Exercise aim: Whenever a line carries the word "Your", pull it out of the entries.

Records provided:
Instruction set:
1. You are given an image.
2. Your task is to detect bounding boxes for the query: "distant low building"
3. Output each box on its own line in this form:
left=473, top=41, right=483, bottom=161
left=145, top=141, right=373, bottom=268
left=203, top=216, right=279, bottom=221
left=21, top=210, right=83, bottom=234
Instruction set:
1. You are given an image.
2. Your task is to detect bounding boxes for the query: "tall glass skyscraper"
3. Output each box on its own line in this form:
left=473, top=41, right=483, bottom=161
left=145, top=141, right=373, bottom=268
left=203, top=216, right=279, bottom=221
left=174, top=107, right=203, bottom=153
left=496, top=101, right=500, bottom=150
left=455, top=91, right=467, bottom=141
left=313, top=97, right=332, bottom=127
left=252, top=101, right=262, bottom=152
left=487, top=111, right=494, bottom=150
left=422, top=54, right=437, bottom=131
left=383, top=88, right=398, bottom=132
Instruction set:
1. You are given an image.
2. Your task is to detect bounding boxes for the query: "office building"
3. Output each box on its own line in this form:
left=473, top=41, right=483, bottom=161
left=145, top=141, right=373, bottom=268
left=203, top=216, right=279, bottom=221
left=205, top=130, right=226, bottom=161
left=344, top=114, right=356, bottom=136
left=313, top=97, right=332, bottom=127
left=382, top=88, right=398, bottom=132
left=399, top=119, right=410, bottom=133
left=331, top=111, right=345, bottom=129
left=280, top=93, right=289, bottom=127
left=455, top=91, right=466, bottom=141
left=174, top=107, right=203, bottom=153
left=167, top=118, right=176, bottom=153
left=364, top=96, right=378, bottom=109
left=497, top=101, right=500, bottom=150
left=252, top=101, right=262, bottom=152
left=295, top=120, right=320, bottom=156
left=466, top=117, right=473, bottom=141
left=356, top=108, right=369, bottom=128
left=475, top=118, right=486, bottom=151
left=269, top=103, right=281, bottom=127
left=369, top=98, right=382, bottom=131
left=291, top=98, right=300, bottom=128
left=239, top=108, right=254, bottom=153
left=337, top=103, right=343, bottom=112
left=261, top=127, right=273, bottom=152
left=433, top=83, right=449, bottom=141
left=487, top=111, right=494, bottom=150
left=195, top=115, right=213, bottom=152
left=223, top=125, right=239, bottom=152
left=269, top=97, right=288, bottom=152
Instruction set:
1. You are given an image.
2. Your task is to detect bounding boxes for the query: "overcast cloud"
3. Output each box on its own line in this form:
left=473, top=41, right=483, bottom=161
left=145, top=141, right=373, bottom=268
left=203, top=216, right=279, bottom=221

Answer box:
2. Your task is to detect bounding boxes for the query: "distant low building"
2. Your task is to detect bounding boxes for the query: "tall glass skyscraper"
2. Your task is to detect bounding boxes for the query: "office building"
2. Your task is to detect bounding boxes for the query: "overcast cloud"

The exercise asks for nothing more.